So, Natasha Petrova, what exactly did you – a svelte, 22-year-old Russian woman with the hair and face of a goddess – see in this paunchy Western diplomat with a wandering eye and security clearance?
It's a rhetorical question about fiendish eastern European honeytraps that rather springs to mind after news of the out-of-office hours activities of James Hudson, very recently late of Her Majesty's Diplomatic Service, came to light. For those of you with a habit of not reading newspaper stories illustrated with grainy video stills of Russian prostitutes, he is the deputy consul general at Britain's outpost in Ekaterinburg who was filmed while communing (or "cavorting" as more colourful accounts had it) with two local hookers. The footage came to light, Mr Hudson resigned, and publicity-shy patrons of the establishment in question have no doubt taken their custom elsewhere.

Part of a data file:
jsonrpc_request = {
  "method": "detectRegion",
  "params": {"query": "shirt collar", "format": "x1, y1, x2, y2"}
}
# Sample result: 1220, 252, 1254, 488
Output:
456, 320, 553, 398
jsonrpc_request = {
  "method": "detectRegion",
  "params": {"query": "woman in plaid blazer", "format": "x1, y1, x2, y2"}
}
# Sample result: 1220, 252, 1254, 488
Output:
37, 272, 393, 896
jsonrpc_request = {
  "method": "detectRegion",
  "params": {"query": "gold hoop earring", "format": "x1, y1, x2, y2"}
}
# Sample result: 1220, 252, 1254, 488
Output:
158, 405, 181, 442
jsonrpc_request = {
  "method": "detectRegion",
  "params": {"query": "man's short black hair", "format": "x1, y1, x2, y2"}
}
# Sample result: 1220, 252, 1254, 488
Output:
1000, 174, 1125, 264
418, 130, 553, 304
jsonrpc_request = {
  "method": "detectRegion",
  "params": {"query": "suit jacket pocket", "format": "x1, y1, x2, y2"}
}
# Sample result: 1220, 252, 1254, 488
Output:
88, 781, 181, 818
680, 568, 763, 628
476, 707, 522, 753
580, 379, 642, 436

CHALLENGES:
a: Rewrite the paragraph of the article that begins "It's a rhetorical question" as a short bulleted list that keeps its main facts.
b: From the article, extract the stretch from "So, Natasha Petrova, what" through "and security clearance?".
c: According to the article, what post did James Hudson hold?

ANSWERS FOR THIS EXERCISE:
a:
- The question about eastern European honeytraps comes to mind after news of James Hudson's out-of-office activities.
- Hudson, until very recently in Her Majesty's Diplomatic Service, was deputy consul general at Britain's outpost in Ekaterinburg.
- He was filmed with two local prostitutes.
- After the footage came to light, he resigned.
- Publicity-shy patrons of the establishment have no doubt taken their custom elsewhere.

b:
So, Natasha Petrova, what exactly did you – a svelte, 22-year-old Russian woman with the hair and face of a goddess – see in this paunchy Western diplomat with a wandering eye and security clearance?

c: He was deputy consul general at Britain's outpost in Ekaterinburg.